▸ TASK PROMPT
List every line of the material below that contains the string "throughout", matching case exactly.

▸ ENTRIES PROVIDED
☆ ☆ ☆

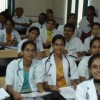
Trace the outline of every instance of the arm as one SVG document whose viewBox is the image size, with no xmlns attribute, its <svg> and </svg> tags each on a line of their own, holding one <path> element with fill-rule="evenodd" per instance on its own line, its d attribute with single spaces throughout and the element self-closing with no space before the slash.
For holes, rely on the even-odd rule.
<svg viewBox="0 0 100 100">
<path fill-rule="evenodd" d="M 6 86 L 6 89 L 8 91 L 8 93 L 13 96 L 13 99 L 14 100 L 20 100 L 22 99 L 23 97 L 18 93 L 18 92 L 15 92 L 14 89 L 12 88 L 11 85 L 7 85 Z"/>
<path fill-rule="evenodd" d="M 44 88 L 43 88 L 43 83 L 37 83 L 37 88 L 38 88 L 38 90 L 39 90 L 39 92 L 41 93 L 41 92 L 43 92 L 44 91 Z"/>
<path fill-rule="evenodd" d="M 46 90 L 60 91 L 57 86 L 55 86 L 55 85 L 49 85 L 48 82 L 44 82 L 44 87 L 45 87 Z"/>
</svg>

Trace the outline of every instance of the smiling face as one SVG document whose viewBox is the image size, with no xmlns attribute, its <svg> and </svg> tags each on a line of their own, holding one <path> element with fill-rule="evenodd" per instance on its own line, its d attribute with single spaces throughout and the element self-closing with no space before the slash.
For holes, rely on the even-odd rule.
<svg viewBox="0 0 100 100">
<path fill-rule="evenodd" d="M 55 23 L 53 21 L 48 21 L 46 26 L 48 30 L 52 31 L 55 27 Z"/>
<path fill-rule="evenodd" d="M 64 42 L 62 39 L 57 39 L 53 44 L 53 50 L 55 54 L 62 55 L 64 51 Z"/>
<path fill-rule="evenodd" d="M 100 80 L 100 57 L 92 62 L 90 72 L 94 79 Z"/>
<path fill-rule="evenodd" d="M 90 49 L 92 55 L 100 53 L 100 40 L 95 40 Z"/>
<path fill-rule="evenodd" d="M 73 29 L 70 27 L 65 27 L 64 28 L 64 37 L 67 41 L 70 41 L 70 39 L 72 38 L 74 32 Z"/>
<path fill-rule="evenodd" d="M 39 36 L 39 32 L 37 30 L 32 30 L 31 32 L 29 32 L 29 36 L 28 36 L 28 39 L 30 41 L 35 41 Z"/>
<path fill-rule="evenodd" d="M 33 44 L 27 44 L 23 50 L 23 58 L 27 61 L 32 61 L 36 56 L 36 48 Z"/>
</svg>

☆ ☆ ☆

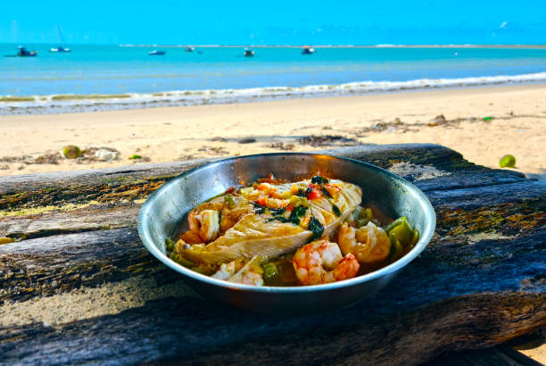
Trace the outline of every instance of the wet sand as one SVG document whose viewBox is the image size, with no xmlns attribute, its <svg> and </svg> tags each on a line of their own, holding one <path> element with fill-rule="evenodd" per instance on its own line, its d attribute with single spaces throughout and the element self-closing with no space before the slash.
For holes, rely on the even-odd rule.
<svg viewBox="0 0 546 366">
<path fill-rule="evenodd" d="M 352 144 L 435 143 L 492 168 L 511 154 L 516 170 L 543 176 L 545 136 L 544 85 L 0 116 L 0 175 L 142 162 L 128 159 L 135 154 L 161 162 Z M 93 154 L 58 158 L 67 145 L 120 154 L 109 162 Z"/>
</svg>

☆ ☆ ☆

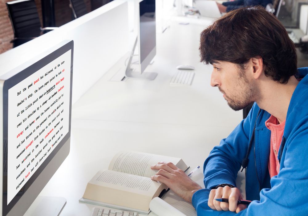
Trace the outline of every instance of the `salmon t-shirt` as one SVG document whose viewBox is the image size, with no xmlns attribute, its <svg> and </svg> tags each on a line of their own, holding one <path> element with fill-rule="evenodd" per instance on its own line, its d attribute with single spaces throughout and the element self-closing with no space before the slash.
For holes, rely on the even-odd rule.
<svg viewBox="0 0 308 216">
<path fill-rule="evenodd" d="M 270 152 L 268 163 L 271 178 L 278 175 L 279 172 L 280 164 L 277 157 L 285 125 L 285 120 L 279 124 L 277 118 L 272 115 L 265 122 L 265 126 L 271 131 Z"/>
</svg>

☆ ☆ ☆

▸ TASK RESULT
Trace the outline of every instance of the arm as one SVG document whose viewBox is the image size, with no xmlns attribute, its <svg> and </svg> tags each on a line of their own, holding one <path> element with fill-rule="evenodd" per instance on its own line, its d attribute with single spaces throughout and the element self-closing with no space before the slash.
Trace the outline of every instance of the smiling face as one SVG document whose viewBox is the image size, with no xmlns attribute, its <svg> and </svg> tags each on a line of their own, holding one <path> element with fill-rule="evenodd" per instance on its own line, its d attribute with single spaces throughout and the element self-closing with no space before the slash.
Trace the outline of every instance of the wet sand as one SVG document whose viewBox is the image size, with no xmlns attribute, its <svg> and </svg> tags each on a line of their own, holding one <path> element with fill-rule="evenodd" per instance on its own line, its d attribute with single spaces throughout and the element self-closing with no space before the slash.
Trace the outline of every instance of the `salmon t-shirt` as one SVG document whose viewBox is the image size, with no xmlns attribute, its <svg> and </svg> tags each on a line of their own, holding one <path> element with fill-rule="evenodd" per instance on its own line, its d attribute with single spaces throughout and the element self-closing with no space before the slash.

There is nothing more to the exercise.